***** Data section *****

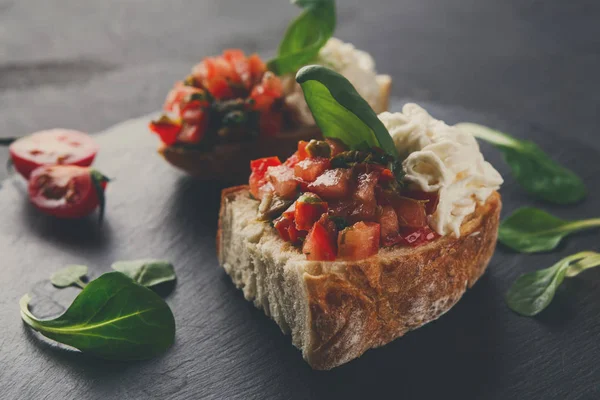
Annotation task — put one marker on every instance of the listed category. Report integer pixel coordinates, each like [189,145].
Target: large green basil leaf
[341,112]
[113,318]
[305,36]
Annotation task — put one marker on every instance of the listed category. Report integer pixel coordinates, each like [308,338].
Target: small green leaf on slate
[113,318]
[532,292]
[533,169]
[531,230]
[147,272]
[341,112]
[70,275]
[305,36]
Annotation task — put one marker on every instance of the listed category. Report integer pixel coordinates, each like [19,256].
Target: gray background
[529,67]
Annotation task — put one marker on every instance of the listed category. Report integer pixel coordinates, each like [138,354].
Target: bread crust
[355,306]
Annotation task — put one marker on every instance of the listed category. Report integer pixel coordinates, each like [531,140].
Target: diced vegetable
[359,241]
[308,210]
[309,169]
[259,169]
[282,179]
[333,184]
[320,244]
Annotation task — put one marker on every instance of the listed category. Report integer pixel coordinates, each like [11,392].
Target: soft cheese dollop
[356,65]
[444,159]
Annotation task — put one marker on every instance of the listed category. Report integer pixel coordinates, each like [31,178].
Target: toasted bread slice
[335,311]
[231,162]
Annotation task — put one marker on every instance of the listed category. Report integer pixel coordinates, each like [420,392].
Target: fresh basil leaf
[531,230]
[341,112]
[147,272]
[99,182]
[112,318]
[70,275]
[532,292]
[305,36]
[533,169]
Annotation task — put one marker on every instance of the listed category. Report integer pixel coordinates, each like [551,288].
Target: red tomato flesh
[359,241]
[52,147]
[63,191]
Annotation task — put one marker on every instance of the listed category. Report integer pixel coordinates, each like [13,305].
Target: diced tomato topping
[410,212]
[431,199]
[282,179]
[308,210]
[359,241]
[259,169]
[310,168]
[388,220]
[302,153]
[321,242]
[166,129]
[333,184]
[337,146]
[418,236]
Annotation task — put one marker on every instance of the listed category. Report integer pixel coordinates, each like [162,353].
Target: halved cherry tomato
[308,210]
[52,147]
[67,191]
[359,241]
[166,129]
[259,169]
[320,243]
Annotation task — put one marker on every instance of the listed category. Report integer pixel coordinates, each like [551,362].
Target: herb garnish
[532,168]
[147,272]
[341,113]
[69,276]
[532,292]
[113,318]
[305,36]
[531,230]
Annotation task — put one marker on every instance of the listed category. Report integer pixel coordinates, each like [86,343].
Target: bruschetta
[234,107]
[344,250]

*****
***** Data section *****

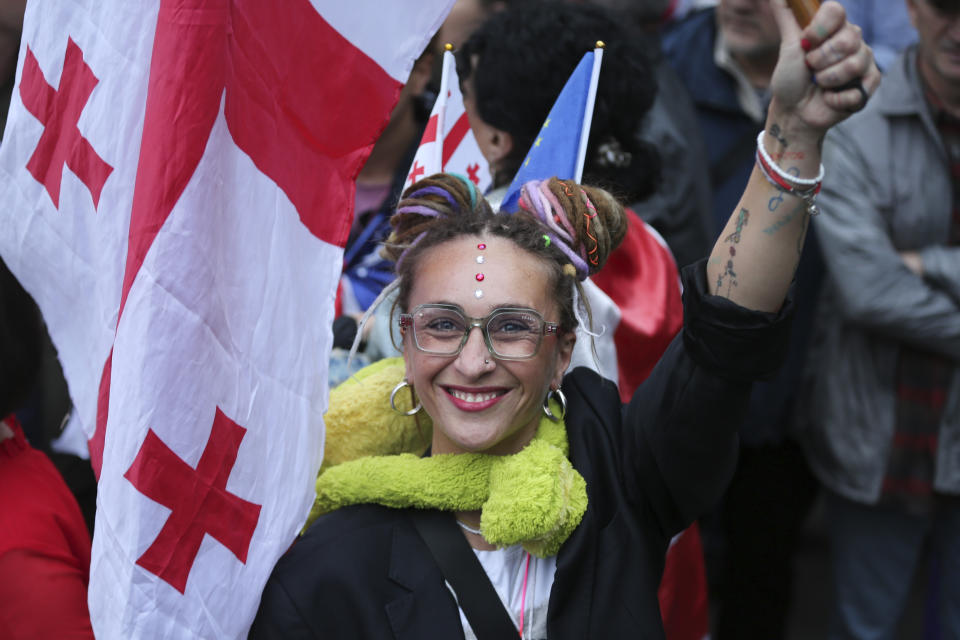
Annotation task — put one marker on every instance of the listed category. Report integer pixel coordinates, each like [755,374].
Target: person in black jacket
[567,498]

*****

#### [Work task]
Give back precisely the lines above that start at the line containing "Target: red tomato flesh" and end at the line containing "each like [13,305].", inclusive. No other lines belong in the output.

#### [Reply to the task]
Target: red tomato flesh
[359,241]
[52,147]
[63,191]
Annotation task — put one marker on every instance of the listed category. Report integer pixel coordinates, each like [13,305].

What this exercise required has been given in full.